Your objective: Retype the entries below word for word, leaving none out.

[Records from a dataset]
::::::::::
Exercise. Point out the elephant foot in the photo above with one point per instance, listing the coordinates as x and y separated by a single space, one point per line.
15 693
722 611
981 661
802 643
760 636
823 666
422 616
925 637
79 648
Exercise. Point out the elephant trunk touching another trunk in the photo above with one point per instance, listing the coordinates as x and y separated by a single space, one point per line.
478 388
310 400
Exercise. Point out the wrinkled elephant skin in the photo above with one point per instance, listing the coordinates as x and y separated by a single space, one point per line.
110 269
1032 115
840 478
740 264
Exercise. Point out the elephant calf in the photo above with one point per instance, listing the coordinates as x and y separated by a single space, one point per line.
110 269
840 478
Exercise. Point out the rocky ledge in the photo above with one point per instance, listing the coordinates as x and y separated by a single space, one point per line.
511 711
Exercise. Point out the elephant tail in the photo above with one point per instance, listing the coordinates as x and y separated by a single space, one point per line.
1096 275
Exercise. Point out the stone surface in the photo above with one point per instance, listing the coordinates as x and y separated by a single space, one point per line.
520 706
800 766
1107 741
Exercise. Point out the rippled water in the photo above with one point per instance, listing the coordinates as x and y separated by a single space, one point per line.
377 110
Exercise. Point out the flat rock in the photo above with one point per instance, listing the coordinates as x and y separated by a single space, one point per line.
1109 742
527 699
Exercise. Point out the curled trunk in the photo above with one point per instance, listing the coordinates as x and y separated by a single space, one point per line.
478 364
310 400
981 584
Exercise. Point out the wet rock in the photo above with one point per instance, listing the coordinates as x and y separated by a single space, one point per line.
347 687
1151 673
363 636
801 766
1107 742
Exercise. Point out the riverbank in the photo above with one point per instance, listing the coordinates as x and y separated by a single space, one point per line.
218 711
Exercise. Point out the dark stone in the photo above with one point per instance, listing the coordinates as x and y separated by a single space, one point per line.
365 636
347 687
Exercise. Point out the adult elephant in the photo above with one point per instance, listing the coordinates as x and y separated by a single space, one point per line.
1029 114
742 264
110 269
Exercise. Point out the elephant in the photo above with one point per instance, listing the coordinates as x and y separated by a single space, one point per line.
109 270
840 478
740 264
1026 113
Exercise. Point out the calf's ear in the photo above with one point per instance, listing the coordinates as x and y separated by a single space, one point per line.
::::::::::
Solution:
Exercise. Point out the elephant foot in the photo above with one point per instance, listing the coordinates as x and y separated by a single space, one point per line.
15 693
722 611
981 661
802 643
760 636
823 666
422 616
925 637
79 648
Exercise. Point out the elephant trunk touching another trunk in the photo above with one point per instance, listing the coordinates as x and y separated by a single space, one point per line.
478 388
310 400
Exercise. Point out the wrinkled elephant skin in the photo above with one point per instance, listing the coordinates as x and y separated by a single space, one point per line.
110 269
1032 115
840 478
740 264
Exercise. Point out the elephant calf in the photo above with one point per instance, listing the coordinates as x and y separated by a single space, one point per line.
110 269
840 478
Exercise. Point out the rocky ledge in the photo above with one point per instance, listing the coordinates as x and y separated by a single space, one point per line.
511 711
Exercise. Point out the elephant tail in the photo above with one point per instance, listing the coordinates as x and y separated by a single space, one point per line.
1096 275
Exercise. Point out the stone surface in the photo above with one point per instance, listing the coordinates as x and y separated by a single space, one point per line.
520 706
800 766
1107 741
Exercise. Point out the rippled water in the photo above with one point per instance, listing the coordinates as x and y separated by a single space, one point per line.
377 110
Exercise. Point out the flat rock in the photo above with one point per instance, listing the coordinates as x and y separated by a single space, one point per line.
1109 742
527 699
Exercise. Point out the curled trunk in the photo above with one point per instance, listing the coordinates as x and y separated by a single space, one point per line.
478 364
310 400
981 584
Exercise. Point out the wet rock in the photo above with one point per instance, listing the coordinates as x and y separated by a single space, one point per line.
347 687
1151 673
363 636
801 766
1107 742
Exercise. Point out the riverbank in the photo above with one point per instance, listing the coordinates as x and y separated by a single space, one point per line.
218 711
Exercise. Point out the dark stone in the photo above with one point per instance, listing the coordinates as x and y separated by a single space, one point per line.
365 636
347 687
Exercise. Point out the adult elephant in the photo above with one point per instance, listing the coordinates as x and y separated by a single space, one point per line.
1029 114
742 264
110 269
Exercise. Point out the elephant in the photo above with one point per instance, listing the coordinates as x and y separated by a single space, one point per line.
109 270
840 478
740 264
1026 113
Exercise. Point out the calf's ear in the photo above with one point per instance, listing the coordinates as x and y separated by a single space, one point per line.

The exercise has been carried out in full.